» **TASK LIST**
- a) According to the article on disability activism, what is the writer's primary goal?
- b) Copy the part of the article on disability activism that starts at "Speak up, and" and ends at "to my horror.".

» **DOCUMENT SEGMENT**
------------------------------------

Disability Activism Beats Doing Housework
I now introduce myself as a disability rights activist. I began to pay attention to local politics and related activities last fall. Our city redevelopment plans are charging along, without any city staffer to pay attention to the needs of the disabled. As such, I’ve been making the most of my limited energy and have been swapping housework for activism. I believe it is important that the needs of people with disabilities be thought of during any city planning motions.
Pick a ‘team’ — planning, parks, library and more
Public hearings now fascinate me. It is amazing how quickly you get to know the various players. (I use my cell phone camera to record to help me learn, review topics and people.)
Speak up, and they quickly will get to know you, too. Maybe civic engagement will provide you with the excitement of rooting for baseball teams. It certainly has for me. Our city council has a suspenseful mix of progressives and conservatives that sometimes manage to agree on something.
I make sure I read the agenda packet, and sign up for all the possible email notices of board meetings and planning committees. Then I attend the meetings to learn about whatever issues need action.
My primary goal is to have the city agree to build a new library rather than expanding the old one with all the limitations of a circa-1995 building.
And I already have made a difference! I attended and spoke at every board meeting starting in January when expansion was deemed the “only way to go” — much to my horror.
After my open meeting public comments, the Library Board agreed to further research the pros and cons of a new building versus expanding (gutting and starting over, really?) the old library. My talking points included research via the web about what the prize-winning library architects had been doing for other public libraries, and discovered my new favorite thing: A drive-through book pick-up!
This feature would not be possible at the current library location in a congested part of the city’s downtown. But it would be GREAT for people with disabilities! Not having to get out of your car just to pick up your books! Moms with kids would love it, too!

------------------------------------

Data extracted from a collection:
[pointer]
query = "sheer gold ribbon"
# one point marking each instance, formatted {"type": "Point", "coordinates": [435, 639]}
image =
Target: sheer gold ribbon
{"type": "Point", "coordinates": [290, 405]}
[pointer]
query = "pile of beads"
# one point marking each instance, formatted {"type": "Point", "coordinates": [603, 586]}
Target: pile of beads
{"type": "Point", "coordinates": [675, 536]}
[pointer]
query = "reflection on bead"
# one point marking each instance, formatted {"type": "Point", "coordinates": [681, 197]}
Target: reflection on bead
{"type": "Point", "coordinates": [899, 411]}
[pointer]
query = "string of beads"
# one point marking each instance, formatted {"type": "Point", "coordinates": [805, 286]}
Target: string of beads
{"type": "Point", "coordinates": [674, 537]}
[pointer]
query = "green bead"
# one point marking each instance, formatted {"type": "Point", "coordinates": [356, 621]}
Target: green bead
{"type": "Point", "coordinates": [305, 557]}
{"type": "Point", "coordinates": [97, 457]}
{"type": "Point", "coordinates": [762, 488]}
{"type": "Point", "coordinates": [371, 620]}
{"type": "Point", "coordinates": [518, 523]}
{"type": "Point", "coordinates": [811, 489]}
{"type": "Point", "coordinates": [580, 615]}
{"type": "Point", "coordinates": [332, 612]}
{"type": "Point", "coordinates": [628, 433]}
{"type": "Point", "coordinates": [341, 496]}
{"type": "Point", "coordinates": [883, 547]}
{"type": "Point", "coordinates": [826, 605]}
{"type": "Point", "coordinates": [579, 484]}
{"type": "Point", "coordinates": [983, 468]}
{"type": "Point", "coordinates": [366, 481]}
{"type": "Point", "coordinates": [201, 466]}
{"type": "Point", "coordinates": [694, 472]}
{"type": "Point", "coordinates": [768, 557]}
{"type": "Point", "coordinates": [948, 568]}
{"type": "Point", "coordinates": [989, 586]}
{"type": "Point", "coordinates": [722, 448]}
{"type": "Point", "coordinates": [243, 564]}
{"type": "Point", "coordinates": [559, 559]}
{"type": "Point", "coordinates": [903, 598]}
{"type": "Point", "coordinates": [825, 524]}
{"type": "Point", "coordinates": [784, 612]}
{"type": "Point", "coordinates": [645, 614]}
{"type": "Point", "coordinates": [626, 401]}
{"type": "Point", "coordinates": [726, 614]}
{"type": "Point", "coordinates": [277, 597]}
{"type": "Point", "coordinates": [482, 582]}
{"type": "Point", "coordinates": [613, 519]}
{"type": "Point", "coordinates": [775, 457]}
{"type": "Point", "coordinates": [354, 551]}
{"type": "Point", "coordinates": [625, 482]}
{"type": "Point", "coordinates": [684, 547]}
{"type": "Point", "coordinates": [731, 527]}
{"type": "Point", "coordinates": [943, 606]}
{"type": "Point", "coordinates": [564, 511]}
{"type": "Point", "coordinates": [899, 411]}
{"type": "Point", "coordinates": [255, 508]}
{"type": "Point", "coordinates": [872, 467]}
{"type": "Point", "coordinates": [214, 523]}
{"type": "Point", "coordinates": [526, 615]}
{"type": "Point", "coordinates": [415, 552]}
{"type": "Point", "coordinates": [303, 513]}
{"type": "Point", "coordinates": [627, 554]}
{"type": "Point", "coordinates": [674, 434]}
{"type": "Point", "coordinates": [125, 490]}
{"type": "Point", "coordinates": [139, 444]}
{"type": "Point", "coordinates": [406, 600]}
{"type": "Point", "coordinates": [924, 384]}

------------------------------------

» **RESPONSES PER TASK**
- a) To have the city agree to build a new library rather than expanding the old one.

- b)
Speak up, and they quickly will get to know you, too. Maybe civic engagement will provide you with the excitement of rooting for baseball teams. It certainly has for me. Our city council has a suspenseful mix of progressives and conservatives that sometimes manage to agree on something.
I make sure I read the agenda packet, and sign up for all the possible email notices of board meetings and planning committees. Then I attend the meetings to learn about whatever issues need action.
My primary goal is to have the city agree to build a new library rather than expanding the old one with all the limitations of a circa-1995 building.
And I already have made a difference! I attended and spoke at every board meeting starting in January when expansion was deemed the “only way to go” — much to my horror.